Pointing data excerpts:
—————
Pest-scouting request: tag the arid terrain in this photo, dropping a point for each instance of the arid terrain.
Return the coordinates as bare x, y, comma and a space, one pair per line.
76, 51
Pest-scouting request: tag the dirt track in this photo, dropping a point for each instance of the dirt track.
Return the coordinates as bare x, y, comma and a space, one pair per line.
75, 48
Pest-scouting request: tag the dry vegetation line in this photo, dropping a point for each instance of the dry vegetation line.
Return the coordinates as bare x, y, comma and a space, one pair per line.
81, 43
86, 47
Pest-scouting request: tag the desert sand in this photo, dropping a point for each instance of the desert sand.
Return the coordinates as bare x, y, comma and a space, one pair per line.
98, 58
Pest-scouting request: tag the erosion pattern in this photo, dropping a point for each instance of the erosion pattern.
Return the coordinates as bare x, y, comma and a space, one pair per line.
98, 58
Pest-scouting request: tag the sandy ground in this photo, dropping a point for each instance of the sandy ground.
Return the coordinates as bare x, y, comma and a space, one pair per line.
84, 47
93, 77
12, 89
—————
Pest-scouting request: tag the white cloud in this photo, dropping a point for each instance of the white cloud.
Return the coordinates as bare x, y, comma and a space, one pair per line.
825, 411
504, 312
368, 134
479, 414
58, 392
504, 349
—————
### Exercise instructions
How many lines of the data above contain the word "ground"? Reply with the number only.

### The result
1